* EXERCISE DETAILS *
Without leaving out a single line, restate the entries below exactly.

* DATASET EXCERPTS *

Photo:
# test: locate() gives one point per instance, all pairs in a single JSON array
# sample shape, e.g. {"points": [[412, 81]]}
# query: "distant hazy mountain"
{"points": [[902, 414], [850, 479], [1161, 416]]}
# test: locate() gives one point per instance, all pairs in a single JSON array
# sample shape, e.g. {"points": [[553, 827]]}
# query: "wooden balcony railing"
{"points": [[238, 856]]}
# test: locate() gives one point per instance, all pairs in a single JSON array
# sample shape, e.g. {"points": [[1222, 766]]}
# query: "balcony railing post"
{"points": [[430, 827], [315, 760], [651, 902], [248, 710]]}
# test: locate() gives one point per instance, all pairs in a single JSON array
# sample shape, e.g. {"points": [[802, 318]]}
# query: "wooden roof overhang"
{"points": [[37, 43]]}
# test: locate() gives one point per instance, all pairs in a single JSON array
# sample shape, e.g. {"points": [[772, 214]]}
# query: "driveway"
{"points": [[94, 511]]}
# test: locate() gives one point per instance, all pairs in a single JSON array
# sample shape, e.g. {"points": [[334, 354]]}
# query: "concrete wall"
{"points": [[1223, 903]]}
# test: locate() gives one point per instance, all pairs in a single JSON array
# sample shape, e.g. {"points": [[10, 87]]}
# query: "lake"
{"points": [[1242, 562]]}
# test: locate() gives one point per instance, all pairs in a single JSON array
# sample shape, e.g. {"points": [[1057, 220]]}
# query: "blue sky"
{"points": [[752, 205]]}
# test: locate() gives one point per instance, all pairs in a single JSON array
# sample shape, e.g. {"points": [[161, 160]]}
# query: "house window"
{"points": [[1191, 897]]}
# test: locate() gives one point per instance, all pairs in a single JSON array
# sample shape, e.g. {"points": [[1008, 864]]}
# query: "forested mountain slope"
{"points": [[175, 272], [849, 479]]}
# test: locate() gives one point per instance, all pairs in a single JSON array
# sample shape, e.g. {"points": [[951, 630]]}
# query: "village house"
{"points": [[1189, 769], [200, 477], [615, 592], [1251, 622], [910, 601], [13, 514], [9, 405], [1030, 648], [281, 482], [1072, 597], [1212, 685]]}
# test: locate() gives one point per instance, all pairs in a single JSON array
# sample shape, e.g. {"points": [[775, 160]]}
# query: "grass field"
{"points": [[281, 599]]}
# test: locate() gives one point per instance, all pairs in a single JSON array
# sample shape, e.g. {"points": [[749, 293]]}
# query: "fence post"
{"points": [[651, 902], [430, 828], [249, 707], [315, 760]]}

* COMPLETED TASK *
Photo:
# test: locate() gives one point per instance, all pairs in a single JSON array
# sample shape, e.g. {"points": [[412, 81]]}
# query: "distant hazy mountain"
{"points": [[902, 414], [850, 479], [1161, 416]]}
# test: locate() gives one point per instance, all pairs in a single JSON array
# sample shape, e.g. {"points": [[553, 827]]}
# query: "wooden balcony railing"
{"points": [[238, 856]]}
# test: locate() gives one point per instance, all pairs in a single JSON array
# sample shape, e.g. {"points": [[1222, 766]]}
# query: "balcony railing post"
{"points": [[430, 827], [315, 760], [651, 902], [248, 710]]}
# test: locate() gives one point per instance, all pairs in a single JSON array
# sample shape, e.g. {"points": [[802, 318]]}
# query: "wooden roof overhang"
{"points": [[37, 43]]}
# test: locate() gives one point per instance, all pairs in a single JSON array
# sample shape, e.g. {"points": [[772, 214]]}
# query: "driveway"
{"points": [[94, 511]]}
# test: locate() gives one point per instance, all pairs in a single JSON array
# sample shape, e.g. {"points": [[334, 354]]}
# query: "concrete wall"
{"points": [[1223, 903]]}
# test: locate() gives one point per instance, all pairs in a single JSON array
# sample shape, e.g. {"points": [[10, 87]]}
# query: "lake"
{"points": [[1242, 562]]}
# test: locate() gives one point per instance, all pairs in a single JSON array
# sample shape, e.g. {"points": [[1057, 220]]}
# query: "blue sky"
{"points": [[752, 205]]}
# test: locate() gives one point per instance, all pairs in a single JSON array
# sample shape, e.g. {"points": [[161, 160]]}
# query: "house window"
{"points": [[1191, 897]]}
# test: locate() gives one point per instance, all pairs in a single JSON array
# sample shape, e.g. {"points": [[1008, 864]]}
# query: "forested mountain slope"
{"points": [[175, 272], [849, 479]]}
# test: locate() gives one point per instance, all pairs in a single JSON array
# sample shape, e.g. {"points": [[951, 630]]}
# query: "village house"
{"points": [[1189, 769], [200, 477], [615, 592], [1251, 622], [910, 601], [13, 514], [9, 405], [1030, 648], [281, 482], [1072, 597], [1212, 685]]}
# test: locate() gives one point per instance, all pairs in a single JSON array
# sample shape, e.g. {"points": [[775, 160]]}
# query: "grass field"
{"points": [[281, 599]]}
# test: locate() gives one point per instance, all pairs in a single JSON array
# sample shape, e.g. {"points": [[749, 293]]}
# query: "fence post"
{"points": [[651, 902], [430, 828], [249, 707], [315, 760]]}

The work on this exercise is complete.